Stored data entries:

---*---

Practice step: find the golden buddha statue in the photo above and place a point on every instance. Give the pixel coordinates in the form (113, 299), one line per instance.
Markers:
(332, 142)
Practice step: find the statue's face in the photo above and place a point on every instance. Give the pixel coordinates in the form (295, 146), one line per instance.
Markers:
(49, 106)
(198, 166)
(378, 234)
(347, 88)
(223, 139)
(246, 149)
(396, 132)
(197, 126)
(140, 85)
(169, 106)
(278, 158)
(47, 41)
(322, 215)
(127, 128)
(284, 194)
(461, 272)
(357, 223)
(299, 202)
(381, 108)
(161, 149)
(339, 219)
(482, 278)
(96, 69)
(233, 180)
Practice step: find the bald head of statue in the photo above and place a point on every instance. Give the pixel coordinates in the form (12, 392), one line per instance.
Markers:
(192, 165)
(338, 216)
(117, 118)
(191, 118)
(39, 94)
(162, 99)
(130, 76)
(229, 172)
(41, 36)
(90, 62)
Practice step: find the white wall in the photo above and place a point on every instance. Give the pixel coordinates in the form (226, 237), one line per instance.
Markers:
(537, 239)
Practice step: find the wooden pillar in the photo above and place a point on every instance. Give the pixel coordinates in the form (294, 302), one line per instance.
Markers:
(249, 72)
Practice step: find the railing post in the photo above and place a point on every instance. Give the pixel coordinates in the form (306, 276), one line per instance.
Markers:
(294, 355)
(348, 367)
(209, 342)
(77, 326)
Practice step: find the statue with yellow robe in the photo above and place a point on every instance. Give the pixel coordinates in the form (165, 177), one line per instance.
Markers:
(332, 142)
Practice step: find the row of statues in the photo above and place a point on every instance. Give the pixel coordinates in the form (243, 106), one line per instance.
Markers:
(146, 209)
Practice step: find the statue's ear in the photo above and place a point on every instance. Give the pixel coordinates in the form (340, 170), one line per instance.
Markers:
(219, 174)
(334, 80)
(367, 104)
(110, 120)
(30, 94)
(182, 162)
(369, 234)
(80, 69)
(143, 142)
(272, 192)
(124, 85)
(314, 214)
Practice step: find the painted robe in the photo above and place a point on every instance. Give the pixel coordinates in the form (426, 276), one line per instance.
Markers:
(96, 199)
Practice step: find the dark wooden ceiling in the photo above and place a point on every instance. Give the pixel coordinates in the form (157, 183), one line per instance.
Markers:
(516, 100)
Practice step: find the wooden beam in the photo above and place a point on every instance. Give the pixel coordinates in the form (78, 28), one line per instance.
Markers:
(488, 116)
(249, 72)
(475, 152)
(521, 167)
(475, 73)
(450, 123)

---*---

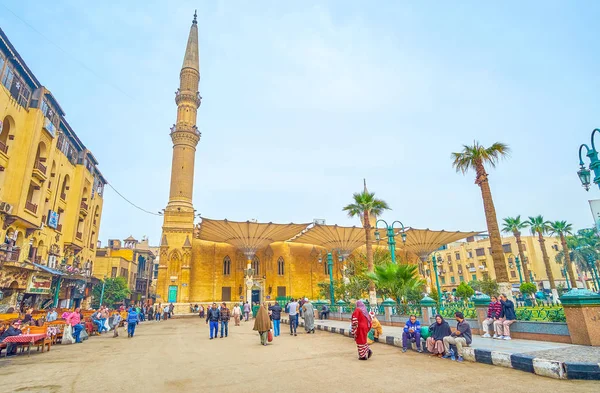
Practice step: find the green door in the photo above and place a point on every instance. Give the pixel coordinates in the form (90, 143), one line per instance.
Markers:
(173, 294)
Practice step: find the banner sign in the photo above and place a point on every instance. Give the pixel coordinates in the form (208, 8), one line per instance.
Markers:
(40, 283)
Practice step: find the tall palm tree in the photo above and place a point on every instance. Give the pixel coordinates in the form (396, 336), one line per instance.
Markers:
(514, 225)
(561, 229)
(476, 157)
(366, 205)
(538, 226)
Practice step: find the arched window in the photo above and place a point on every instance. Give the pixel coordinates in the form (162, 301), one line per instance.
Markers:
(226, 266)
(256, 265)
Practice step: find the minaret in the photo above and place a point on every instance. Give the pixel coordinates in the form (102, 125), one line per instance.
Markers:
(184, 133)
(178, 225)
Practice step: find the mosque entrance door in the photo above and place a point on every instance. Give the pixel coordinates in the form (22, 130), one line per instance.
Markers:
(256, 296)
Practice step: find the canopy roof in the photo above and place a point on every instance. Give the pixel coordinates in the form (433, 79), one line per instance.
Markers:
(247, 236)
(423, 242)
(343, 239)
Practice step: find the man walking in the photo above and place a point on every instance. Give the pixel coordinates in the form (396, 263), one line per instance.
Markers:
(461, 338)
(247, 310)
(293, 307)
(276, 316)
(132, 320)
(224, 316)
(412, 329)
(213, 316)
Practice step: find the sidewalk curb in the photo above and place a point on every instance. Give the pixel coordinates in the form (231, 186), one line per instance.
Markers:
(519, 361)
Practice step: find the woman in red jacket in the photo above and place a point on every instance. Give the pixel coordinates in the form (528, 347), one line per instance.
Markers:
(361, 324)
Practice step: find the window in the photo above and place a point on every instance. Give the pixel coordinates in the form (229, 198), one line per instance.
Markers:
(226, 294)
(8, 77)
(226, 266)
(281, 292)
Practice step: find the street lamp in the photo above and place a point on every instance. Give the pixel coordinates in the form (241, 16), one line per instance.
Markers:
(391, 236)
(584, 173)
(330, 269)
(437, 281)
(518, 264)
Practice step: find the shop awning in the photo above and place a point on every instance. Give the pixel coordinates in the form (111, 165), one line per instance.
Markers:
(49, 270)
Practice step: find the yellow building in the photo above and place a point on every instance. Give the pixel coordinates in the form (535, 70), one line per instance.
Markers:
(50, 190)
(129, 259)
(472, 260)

---*---

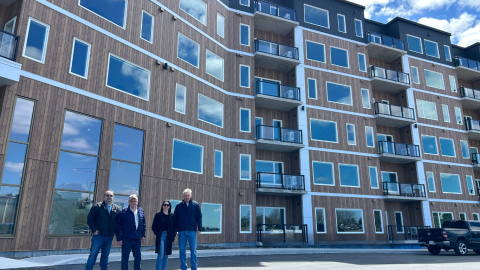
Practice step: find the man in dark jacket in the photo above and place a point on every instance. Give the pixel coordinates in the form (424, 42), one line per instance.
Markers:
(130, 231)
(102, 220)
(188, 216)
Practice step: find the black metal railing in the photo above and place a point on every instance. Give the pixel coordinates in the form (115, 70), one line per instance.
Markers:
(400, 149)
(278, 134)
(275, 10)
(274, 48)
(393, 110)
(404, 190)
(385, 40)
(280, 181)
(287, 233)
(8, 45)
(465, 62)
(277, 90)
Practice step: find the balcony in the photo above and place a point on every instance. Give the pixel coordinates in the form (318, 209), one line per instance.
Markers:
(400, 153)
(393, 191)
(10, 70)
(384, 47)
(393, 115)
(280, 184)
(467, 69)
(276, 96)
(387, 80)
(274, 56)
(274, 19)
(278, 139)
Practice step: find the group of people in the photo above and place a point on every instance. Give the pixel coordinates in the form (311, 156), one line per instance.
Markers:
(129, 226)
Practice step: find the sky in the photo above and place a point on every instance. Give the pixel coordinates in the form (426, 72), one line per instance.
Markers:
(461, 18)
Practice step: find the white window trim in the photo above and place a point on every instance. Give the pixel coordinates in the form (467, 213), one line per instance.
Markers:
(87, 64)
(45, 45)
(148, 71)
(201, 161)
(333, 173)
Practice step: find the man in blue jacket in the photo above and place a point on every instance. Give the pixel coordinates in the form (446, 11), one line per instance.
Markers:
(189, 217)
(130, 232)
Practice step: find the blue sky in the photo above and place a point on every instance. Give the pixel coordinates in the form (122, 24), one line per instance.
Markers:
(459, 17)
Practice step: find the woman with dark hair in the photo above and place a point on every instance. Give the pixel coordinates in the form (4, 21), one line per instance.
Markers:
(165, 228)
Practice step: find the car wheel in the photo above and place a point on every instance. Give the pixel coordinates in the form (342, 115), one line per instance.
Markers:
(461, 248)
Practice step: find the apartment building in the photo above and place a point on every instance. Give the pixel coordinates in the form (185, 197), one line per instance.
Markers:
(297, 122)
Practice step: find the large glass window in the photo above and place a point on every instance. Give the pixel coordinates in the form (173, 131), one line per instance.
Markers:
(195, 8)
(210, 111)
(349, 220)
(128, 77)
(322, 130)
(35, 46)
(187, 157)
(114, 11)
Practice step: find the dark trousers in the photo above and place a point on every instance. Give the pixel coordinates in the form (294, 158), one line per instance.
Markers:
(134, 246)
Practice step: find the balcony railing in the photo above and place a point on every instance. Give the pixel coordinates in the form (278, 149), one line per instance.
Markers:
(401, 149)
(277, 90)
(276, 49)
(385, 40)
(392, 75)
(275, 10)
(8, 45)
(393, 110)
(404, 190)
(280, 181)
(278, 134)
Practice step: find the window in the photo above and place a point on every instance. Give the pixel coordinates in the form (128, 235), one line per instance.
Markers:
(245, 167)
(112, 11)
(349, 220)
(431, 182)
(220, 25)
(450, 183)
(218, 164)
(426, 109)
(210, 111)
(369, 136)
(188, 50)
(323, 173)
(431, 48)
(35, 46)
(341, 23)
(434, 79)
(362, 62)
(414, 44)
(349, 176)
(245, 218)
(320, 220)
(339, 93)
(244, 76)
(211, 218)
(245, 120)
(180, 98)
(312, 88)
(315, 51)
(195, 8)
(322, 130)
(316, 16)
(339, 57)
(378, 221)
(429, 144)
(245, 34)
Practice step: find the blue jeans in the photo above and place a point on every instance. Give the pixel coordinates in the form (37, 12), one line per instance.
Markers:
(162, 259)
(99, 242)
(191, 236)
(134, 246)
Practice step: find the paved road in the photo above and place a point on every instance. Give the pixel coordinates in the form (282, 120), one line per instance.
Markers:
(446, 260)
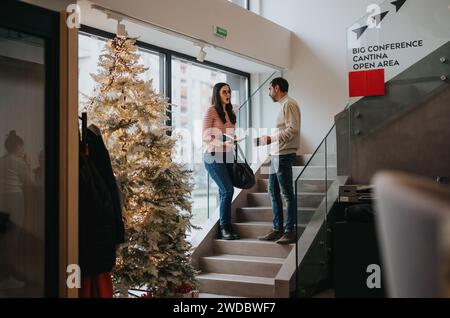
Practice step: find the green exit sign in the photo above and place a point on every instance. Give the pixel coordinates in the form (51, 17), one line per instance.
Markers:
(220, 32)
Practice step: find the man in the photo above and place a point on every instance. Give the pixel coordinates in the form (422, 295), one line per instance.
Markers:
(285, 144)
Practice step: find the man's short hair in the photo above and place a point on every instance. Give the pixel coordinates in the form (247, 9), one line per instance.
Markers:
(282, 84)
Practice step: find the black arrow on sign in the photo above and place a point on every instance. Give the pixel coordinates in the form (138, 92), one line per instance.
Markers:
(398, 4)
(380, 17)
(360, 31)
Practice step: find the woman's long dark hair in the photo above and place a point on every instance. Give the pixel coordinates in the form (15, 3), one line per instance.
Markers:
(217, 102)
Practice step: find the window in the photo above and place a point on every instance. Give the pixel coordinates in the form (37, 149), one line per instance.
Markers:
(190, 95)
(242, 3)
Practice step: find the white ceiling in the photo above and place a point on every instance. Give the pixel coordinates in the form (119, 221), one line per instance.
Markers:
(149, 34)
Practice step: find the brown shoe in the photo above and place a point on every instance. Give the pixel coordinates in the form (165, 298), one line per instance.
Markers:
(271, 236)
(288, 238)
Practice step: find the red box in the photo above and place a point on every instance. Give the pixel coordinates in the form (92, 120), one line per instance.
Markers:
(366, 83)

---*---

Find the number of lines in the records that include the word "hair". Write only that number.

WRITTEN ANSWER:
3